> _GIVEN RECORDS_
● ● ● ● ● ● ●
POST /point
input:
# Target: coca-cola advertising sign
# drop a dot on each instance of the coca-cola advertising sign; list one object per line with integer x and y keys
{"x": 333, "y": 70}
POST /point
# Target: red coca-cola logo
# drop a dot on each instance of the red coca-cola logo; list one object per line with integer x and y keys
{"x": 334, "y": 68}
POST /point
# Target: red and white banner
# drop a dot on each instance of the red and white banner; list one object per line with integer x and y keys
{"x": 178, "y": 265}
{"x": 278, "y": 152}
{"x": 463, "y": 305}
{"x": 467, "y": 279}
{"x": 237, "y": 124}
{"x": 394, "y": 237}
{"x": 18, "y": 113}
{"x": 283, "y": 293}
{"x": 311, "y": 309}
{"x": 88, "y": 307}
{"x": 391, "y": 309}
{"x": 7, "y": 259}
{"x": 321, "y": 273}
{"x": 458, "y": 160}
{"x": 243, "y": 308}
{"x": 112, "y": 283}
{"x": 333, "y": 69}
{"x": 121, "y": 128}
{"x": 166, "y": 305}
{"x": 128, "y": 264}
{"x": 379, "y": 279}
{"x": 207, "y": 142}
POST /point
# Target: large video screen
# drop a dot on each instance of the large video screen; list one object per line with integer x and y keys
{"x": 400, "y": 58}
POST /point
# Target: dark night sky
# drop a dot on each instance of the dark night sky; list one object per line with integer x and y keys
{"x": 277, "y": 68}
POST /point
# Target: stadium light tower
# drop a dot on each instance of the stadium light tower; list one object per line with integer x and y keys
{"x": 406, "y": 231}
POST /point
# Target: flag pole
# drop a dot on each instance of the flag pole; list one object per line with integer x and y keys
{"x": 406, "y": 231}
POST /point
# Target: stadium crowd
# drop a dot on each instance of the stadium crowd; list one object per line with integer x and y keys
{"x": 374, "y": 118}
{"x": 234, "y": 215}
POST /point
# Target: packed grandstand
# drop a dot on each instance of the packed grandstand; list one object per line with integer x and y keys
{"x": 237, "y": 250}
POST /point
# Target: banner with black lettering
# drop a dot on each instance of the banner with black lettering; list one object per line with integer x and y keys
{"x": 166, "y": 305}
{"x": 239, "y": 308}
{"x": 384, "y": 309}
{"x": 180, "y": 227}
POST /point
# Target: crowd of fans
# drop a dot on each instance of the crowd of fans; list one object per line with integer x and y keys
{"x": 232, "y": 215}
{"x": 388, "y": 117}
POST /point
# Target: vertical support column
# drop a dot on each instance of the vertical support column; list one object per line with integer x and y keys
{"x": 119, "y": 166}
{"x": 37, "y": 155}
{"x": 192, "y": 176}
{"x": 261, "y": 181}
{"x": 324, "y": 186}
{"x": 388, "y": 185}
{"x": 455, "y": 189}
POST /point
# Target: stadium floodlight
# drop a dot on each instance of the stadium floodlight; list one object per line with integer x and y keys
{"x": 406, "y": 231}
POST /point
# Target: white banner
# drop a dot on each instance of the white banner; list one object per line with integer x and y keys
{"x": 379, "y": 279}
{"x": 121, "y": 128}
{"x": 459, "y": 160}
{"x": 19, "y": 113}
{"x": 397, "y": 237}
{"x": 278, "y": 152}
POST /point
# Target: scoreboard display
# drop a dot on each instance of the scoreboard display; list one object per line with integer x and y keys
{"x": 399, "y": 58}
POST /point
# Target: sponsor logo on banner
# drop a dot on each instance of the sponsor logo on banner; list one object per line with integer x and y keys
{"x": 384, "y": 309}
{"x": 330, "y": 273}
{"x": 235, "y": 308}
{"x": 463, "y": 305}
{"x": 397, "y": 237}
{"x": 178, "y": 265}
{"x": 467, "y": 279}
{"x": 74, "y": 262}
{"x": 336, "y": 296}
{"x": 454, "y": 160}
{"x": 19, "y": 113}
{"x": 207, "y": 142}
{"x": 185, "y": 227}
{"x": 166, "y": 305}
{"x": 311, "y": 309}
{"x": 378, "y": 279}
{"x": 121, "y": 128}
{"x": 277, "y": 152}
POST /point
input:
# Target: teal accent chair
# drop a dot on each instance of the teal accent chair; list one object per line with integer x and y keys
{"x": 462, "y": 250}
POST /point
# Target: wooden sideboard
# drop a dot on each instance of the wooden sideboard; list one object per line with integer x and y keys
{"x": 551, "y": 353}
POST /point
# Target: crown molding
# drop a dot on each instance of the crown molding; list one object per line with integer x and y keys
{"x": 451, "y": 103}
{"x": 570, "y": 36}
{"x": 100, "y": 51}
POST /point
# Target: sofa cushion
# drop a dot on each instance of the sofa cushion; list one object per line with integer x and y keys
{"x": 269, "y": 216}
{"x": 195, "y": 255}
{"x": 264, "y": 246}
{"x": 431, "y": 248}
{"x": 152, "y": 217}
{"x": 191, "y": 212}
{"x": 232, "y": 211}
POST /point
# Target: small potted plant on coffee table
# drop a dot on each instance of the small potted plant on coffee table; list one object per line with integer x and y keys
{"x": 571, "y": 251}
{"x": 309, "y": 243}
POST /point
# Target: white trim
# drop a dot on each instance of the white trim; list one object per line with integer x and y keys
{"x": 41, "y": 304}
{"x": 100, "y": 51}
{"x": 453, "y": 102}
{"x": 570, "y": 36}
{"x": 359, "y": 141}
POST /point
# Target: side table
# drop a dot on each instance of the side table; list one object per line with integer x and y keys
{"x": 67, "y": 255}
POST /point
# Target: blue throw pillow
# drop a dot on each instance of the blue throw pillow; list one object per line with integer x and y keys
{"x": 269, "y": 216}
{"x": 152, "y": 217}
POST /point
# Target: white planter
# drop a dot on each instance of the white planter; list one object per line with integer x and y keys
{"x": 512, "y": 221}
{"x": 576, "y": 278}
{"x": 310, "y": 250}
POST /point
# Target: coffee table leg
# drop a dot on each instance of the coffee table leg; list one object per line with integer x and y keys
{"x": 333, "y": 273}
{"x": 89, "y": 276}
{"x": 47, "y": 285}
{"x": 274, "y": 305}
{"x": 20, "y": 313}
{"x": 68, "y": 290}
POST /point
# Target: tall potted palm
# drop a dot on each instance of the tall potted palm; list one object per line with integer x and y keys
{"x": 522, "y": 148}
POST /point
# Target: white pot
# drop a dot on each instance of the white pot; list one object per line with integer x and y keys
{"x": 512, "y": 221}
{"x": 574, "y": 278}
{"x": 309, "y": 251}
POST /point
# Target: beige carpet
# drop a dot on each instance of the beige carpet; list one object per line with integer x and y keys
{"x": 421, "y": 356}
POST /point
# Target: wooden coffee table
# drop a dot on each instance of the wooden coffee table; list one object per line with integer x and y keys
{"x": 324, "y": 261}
● ● ● ● ● ● ●
Take the line containing "# Target: tall potted palm" as the start and the last line of the data as the end, and reproduce that range exactly.

> _WRITTEN ANSWER_
# Target: tall potted palm
# drop a dot on each instance of the tall potted palm; list one object per line with integer x and y keys
{"x": 522, "y": 148}
POST /point
# Target: white pot
# drop a dot on each instance of the white pot; list one object per line with integer x and y keys
{"x": 512, "y": 221}
{"x": 574, "y": 278}
{"x": 309, "y": 251}
POST /point
# Target: beige carpet
# drop a dot on each instance of the beige carpet; list one object per line with integer x and y keys
{"x": 421, "y": 356}
POST /point
# Target: wooden coffee table
# drop a dot on each instance of the wooden coffee table; list one object per line with integer x and y keys
{"x": 324, "y": 261}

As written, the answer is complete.